Skakał po dachu i wyrywał lusterka. Nie wiedział, że jest nagrywany

Ludzie po alkoholu bywają agresywni - zarówno w stosunku do ludzi, jak rzeczy martwych. Jegomość z Gorzowa po kilku głębszych czuł potrzebę wyładowania swojej frustracji na zaparkowanych samochodach, co też uczynił w środku nocy na ul. Pionierów. Wandal nie miał niestety pojęcia, że jego potyczka z samochodami jest nagrywana.

Zgłoszenie o agresywnym mężczyźnie, który wyładowuje negatywne emocje na zaparkowanych samochodach przy ul. Pionierów, wpłynęło do dyżurnego z gorzowskiej komendy przed godz. 2 w nocy.

Nie był fanem japońskich aut. Spuścił Nissanowi niezły łomot

Z otrzymanych informacji wynikało bowiem, że jegomość w czerwonej koszulce i czarnych spodenkach, ma ewidentny problem z białym Nissanem Juke. Wandal wyrywał lusterka, kopał drzwi, a nawet pokusił się o wejście na dach. W nieco lepszej kondycji było czarne Mini, jednakże mały hatchback również przyjął kilka “strzałów".

Dostarczone rekordy

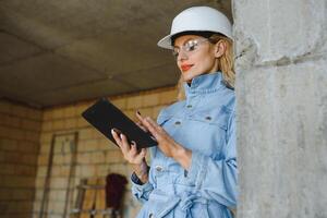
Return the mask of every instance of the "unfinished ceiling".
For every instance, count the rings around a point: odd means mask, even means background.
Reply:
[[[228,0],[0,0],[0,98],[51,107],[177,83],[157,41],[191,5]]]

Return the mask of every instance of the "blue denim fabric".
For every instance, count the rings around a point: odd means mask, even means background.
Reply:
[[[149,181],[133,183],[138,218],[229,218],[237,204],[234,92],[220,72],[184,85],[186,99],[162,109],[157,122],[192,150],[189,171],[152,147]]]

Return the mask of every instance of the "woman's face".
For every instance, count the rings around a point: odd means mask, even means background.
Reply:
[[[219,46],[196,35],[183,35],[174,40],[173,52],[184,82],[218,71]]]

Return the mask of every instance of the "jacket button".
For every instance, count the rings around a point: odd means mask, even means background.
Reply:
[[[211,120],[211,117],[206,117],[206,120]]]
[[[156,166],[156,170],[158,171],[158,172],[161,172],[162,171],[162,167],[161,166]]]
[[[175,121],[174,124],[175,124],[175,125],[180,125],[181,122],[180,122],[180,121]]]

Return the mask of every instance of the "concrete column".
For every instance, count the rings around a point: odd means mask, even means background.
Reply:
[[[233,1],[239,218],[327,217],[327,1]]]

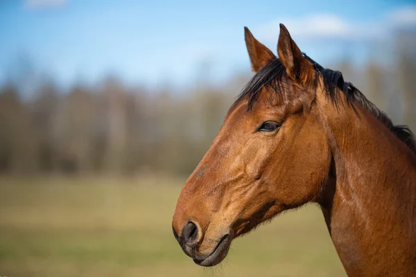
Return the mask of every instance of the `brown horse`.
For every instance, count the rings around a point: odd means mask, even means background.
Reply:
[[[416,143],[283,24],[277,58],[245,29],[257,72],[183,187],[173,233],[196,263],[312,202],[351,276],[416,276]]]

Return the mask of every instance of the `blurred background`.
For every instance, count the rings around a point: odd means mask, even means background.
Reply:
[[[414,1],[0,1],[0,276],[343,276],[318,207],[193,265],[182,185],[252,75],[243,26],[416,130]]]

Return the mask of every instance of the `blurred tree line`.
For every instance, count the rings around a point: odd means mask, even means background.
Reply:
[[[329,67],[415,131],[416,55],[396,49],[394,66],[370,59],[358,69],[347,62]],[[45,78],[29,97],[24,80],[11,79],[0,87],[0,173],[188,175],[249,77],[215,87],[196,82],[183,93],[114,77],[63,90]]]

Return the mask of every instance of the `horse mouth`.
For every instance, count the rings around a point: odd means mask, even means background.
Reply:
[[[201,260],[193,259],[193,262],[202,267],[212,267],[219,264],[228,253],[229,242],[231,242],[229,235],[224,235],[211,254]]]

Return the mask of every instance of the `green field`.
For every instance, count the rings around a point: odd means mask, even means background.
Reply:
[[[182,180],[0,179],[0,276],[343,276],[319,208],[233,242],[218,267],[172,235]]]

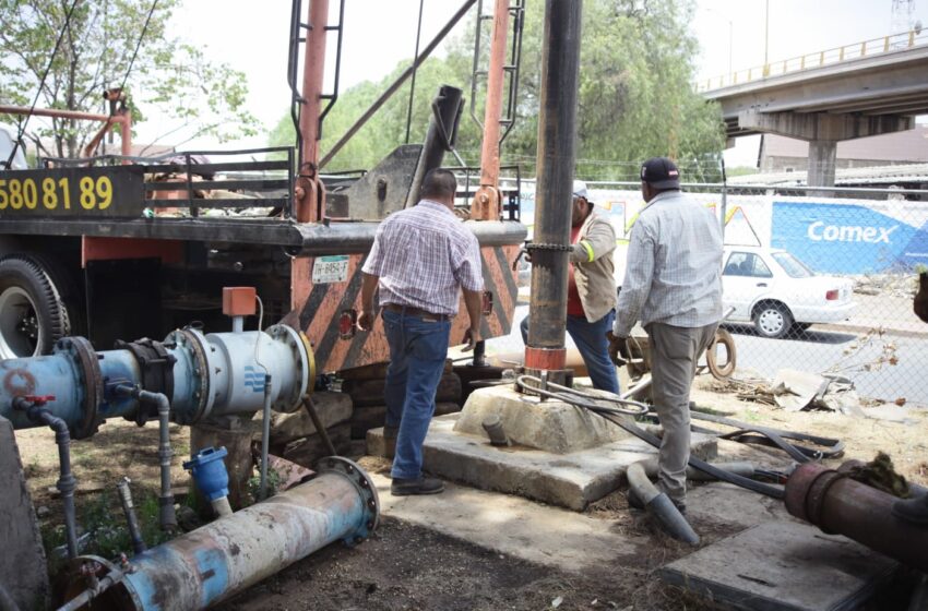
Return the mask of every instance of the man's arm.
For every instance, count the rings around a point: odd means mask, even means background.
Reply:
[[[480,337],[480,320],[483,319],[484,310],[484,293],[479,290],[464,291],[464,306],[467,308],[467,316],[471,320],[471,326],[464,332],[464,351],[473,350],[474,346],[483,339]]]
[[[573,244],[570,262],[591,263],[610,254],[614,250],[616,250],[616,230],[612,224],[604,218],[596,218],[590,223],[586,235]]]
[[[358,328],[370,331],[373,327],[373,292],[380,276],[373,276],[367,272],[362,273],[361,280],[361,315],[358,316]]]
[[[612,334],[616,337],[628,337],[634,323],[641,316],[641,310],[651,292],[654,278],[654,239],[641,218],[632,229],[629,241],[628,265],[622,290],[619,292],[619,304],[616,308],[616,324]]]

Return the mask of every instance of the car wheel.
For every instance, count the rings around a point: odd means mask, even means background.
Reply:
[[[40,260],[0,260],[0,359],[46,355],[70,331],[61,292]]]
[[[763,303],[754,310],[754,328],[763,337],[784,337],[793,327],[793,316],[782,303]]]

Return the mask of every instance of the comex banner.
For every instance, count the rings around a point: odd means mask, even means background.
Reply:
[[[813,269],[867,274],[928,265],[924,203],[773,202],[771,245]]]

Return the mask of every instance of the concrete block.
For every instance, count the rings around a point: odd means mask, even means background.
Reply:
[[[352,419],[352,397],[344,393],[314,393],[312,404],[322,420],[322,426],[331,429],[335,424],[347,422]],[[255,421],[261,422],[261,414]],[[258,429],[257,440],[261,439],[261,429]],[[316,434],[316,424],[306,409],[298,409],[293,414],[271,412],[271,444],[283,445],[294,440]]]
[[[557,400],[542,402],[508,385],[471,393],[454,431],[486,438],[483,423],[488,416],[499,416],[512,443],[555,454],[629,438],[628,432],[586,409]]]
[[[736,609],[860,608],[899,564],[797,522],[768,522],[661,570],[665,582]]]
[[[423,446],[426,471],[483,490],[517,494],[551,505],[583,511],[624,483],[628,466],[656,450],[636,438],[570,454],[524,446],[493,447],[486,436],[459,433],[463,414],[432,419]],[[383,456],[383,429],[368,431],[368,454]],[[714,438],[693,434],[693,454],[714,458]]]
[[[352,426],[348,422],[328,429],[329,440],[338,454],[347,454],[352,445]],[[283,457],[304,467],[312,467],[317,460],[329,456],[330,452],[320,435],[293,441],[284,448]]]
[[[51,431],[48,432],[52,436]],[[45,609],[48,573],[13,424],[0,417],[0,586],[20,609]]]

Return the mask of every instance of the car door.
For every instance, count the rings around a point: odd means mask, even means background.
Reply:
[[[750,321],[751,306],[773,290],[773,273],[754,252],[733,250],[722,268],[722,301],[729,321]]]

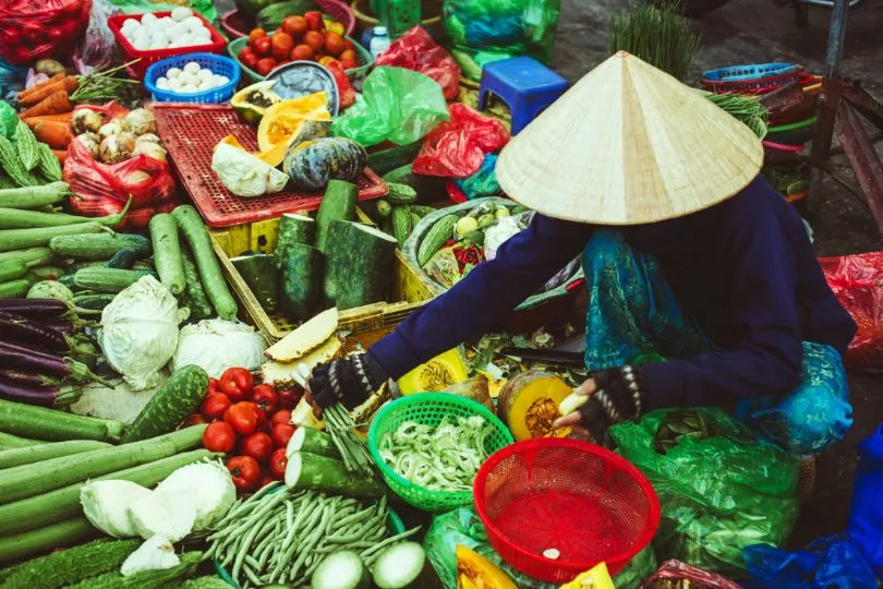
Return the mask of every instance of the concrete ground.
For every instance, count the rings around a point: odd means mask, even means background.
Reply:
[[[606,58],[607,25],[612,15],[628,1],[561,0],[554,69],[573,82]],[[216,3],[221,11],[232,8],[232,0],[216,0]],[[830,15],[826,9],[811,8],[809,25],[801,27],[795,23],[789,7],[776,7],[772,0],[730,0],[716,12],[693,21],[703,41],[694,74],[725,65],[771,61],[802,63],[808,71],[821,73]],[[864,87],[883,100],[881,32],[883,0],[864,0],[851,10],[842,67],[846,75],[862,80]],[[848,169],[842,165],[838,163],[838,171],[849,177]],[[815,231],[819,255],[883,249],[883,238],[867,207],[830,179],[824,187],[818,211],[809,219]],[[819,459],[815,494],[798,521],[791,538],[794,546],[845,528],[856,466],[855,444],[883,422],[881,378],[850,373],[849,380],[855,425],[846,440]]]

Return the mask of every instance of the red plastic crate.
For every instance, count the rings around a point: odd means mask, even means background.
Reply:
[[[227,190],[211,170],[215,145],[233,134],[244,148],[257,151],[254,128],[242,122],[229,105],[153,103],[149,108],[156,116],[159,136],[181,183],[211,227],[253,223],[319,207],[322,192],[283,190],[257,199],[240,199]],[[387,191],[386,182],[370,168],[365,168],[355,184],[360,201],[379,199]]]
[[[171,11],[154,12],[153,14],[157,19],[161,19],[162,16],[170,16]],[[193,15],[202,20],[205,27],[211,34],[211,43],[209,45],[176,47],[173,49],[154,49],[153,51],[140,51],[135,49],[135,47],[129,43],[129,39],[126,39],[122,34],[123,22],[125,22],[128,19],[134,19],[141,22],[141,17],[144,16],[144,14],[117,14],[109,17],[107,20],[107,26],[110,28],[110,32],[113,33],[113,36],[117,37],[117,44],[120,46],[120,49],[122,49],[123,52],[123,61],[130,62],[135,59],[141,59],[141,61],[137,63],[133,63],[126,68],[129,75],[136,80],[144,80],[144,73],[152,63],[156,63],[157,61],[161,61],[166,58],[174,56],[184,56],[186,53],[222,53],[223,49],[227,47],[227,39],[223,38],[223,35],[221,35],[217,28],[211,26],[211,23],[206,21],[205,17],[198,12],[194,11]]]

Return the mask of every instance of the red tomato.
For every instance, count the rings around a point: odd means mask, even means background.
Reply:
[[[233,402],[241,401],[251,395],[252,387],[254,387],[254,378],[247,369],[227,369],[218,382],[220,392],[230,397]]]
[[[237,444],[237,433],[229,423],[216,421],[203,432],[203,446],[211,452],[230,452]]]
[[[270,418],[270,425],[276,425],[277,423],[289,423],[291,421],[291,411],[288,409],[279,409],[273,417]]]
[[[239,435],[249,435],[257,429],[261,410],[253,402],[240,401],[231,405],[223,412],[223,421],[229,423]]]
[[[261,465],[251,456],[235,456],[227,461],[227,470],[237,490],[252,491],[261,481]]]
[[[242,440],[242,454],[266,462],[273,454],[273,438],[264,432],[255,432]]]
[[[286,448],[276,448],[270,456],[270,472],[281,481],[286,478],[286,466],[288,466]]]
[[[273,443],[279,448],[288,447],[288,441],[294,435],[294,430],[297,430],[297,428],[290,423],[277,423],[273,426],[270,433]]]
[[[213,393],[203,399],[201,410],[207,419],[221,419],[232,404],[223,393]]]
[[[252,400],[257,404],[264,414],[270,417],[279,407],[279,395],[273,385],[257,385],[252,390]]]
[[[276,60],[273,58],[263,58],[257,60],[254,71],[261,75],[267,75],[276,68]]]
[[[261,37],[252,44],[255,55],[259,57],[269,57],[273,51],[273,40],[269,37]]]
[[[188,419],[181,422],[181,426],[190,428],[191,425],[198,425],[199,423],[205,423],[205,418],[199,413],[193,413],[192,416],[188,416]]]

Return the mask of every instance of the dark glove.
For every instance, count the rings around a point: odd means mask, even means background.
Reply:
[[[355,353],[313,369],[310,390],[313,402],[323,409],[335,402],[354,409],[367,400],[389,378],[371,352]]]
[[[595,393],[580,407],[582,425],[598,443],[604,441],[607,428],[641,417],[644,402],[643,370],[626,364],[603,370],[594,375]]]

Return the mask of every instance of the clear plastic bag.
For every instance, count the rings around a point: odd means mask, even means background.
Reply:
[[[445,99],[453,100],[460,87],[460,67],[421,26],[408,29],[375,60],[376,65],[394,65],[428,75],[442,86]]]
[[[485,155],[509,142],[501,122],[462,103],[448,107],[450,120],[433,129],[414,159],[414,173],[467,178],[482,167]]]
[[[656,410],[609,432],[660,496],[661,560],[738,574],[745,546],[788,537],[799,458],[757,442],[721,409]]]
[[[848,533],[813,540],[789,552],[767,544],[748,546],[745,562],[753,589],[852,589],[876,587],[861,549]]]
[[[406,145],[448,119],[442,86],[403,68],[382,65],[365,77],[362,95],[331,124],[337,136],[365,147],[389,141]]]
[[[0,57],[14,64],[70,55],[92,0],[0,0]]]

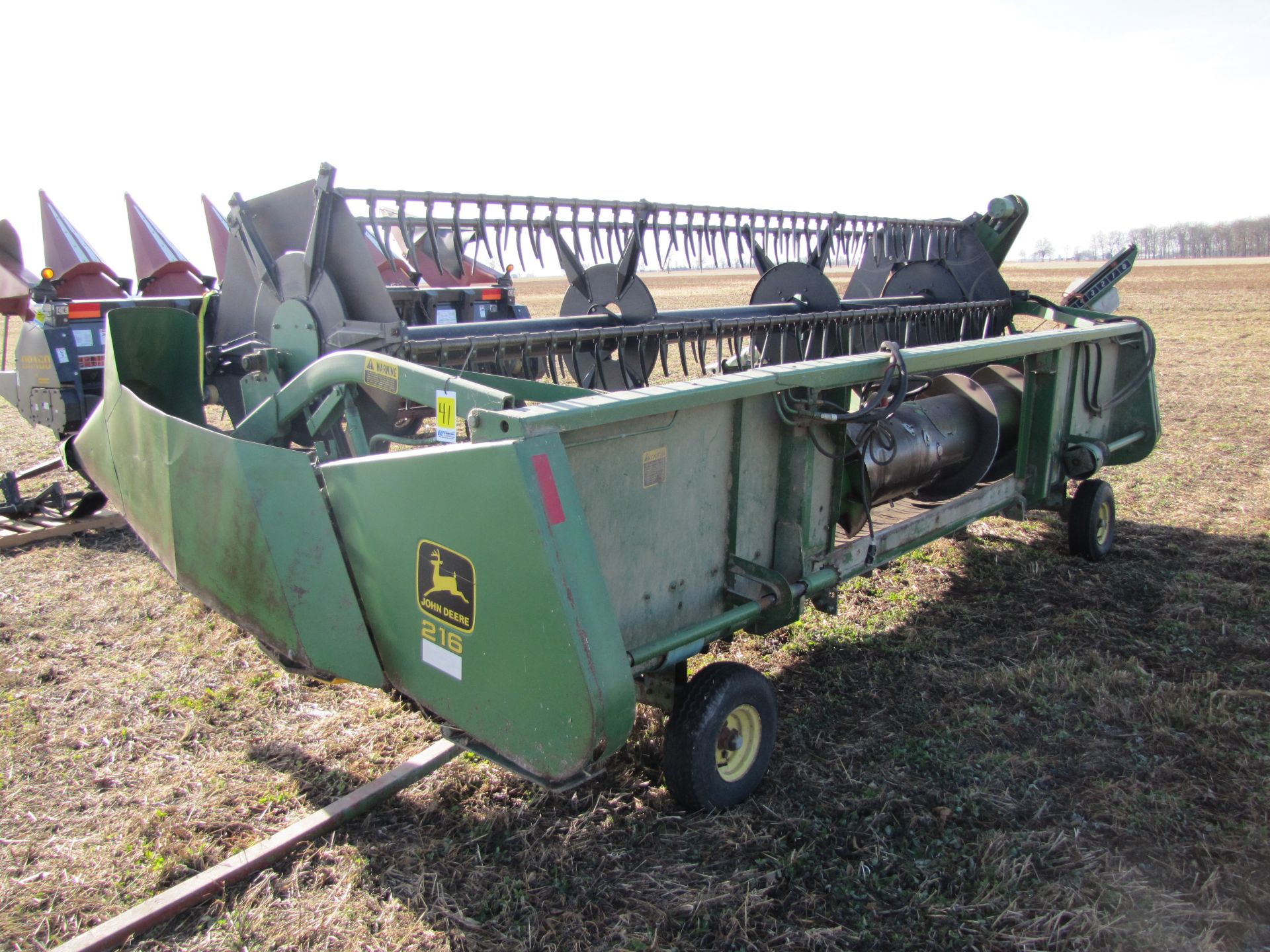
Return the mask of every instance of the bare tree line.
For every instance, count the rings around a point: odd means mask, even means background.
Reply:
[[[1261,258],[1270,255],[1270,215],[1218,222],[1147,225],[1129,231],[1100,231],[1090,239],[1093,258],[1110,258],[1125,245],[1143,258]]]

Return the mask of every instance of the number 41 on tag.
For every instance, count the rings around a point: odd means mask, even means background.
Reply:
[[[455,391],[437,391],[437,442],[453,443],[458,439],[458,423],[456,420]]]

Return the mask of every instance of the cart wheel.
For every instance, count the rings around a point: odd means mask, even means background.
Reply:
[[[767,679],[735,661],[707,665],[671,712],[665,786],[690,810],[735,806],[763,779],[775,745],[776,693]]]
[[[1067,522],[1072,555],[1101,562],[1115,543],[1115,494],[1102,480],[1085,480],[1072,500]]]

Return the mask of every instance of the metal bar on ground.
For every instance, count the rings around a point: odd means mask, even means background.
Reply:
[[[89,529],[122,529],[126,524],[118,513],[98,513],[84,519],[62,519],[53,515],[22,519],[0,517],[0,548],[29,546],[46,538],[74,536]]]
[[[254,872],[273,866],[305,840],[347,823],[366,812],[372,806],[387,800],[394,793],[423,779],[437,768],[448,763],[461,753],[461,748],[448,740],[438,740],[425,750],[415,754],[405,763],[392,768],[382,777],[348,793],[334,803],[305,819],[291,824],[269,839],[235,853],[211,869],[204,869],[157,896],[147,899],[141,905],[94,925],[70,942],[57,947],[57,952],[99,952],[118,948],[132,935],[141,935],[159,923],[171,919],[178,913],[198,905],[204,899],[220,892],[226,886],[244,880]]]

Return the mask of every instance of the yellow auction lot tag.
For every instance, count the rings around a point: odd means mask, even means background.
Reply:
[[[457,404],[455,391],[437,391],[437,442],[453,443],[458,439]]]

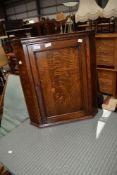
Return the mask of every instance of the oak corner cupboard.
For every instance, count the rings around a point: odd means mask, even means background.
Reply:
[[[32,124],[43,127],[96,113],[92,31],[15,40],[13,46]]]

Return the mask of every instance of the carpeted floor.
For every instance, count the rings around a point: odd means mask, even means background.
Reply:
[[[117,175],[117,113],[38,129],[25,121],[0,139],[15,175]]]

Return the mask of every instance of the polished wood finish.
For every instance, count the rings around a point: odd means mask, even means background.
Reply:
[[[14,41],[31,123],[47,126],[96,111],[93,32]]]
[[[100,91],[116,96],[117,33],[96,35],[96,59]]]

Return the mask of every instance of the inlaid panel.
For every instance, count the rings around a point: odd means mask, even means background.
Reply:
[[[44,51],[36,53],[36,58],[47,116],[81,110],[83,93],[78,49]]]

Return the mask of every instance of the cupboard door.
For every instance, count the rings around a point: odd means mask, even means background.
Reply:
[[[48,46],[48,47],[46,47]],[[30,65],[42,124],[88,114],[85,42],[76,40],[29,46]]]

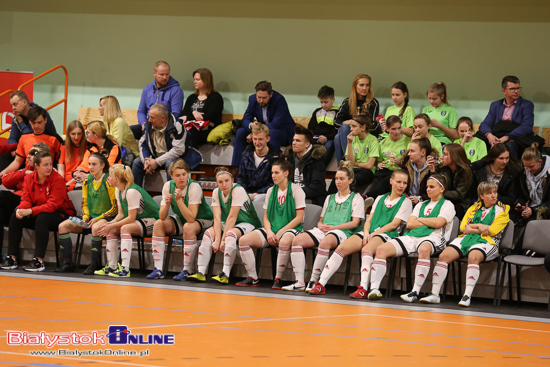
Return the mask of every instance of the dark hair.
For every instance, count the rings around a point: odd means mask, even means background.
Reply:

Zadanie
Jaki samochód był według tekstu strony głównym celem agresji mężczyzny z Gorzowa?

Pełna odpowiedź
Biały Nissan Juke.